### DATA FOR PROCESSING
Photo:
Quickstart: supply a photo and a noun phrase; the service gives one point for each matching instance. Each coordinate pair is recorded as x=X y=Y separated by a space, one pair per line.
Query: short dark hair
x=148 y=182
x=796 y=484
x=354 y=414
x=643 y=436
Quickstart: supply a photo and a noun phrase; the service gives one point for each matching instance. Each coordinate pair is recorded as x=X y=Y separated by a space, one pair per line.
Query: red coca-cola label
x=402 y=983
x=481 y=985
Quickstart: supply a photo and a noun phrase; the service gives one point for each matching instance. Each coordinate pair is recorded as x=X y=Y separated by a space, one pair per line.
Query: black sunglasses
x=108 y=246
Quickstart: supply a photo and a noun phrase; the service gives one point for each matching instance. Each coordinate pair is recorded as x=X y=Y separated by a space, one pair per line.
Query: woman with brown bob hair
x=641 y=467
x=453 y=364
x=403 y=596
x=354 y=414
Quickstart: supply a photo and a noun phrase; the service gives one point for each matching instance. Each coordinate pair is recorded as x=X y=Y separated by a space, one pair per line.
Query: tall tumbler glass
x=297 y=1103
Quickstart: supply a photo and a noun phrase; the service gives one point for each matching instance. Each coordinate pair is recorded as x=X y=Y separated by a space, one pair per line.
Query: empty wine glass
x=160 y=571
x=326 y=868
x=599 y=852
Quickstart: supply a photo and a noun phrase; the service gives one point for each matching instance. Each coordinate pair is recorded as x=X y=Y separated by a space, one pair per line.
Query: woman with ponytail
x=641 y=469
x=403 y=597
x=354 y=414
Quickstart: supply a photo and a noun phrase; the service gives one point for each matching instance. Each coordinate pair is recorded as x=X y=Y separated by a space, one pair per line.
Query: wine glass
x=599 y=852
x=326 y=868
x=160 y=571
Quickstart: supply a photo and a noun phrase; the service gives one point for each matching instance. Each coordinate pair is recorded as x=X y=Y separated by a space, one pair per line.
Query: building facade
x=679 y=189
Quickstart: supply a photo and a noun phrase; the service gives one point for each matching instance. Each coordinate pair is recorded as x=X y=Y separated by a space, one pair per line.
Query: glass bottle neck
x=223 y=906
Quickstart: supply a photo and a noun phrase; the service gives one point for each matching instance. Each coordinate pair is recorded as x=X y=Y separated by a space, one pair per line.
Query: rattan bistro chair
######
### DATA FOR PROCESSING
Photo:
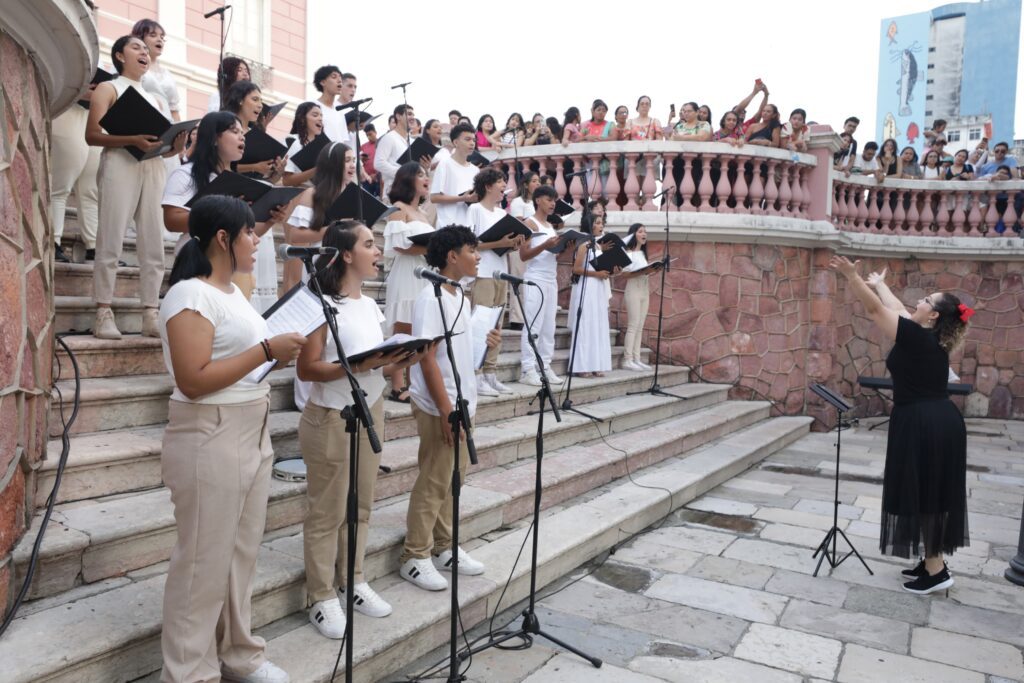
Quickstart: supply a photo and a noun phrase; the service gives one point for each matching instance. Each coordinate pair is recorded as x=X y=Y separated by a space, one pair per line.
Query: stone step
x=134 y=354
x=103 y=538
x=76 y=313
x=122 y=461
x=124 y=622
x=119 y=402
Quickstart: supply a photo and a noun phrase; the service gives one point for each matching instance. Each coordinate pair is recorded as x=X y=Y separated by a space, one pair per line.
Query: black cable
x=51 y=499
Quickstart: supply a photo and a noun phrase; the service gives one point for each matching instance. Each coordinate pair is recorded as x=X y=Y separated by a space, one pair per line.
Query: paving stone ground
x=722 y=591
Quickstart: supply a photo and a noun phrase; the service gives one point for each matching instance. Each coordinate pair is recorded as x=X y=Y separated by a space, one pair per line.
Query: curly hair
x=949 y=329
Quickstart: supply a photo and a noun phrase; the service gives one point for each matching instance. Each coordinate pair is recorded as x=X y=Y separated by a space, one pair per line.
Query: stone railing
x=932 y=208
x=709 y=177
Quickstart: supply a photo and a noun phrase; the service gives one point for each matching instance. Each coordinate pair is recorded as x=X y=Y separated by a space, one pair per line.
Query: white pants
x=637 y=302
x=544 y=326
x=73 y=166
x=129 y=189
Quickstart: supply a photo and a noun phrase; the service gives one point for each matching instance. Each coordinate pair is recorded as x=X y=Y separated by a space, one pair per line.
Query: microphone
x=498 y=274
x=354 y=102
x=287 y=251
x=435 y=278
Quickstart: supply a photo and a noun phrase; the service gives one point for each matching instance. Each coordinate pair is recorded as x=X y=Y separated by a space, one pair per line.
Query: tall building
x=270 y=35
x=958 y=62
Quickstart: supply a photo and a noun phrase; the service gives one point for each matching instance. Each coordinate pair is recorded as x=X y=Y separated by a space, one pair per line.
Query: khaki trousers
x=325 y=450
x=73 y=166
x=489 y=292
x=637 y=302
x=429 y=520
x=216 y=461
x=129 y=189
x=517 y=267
######
AIM OF THE EXERCISE: An exact copy of the lines above, from the one containing "Query: tall tumbler glass" down to the one containing "Query: rattan bistro chair" and including both, is the whole answer; retype it and nothing else.

WRITTEN RESPONSE:
Query: tall tumbler glass
x=297 y=1103
Quickstart: supply a photo and a noun phrase; the service gives one point for each matching instance. Each coordinate pair is recorded as x=X y=Y separated by a space, one pair per line.
Query: empty wine glass
x=160 y=571
x=326 y=868
x=599 y=852
Quickstart: supply a photo and a noun phrase; the service gives one point for each matching instance. Each coordinate pair is recorded as x=X y=Y separated by a space, one pair per line.
Query: woman with ponytail
x=641 y=469
x=403 y=597
x=354 y=414
Quickstart: supply a photo and a noun phrase; the service gives one point for each matching instance. Each coordinate pair is recorded as x=X y=Y separated by a space, one pair per line.
Query: wine glass
x=599 y=852
x=326 y=868
x=160 y=571
Quickstart: supply a photo and a noun phrase; the service gives one point for each matching instance. Each coordinate pair is recorded as x=X y=Y separated by a space, one pair per line.
Query: building facade
x=679 y=189
Quickstart: supply a photo and a noun phrase; the service gives one point for each matching instance. Each coordinate pair is recorded as x=X y=Y separated by a space, one pair per line.
Query: glass bottle neck
x=223 y=906
Quickstart: supply a photo and a noun phrase; the service gives one point for each matching instance. Each coordinate pair is recorded as x=X y=Y separated by a space, one pair per line.
Query: rattan bistro chair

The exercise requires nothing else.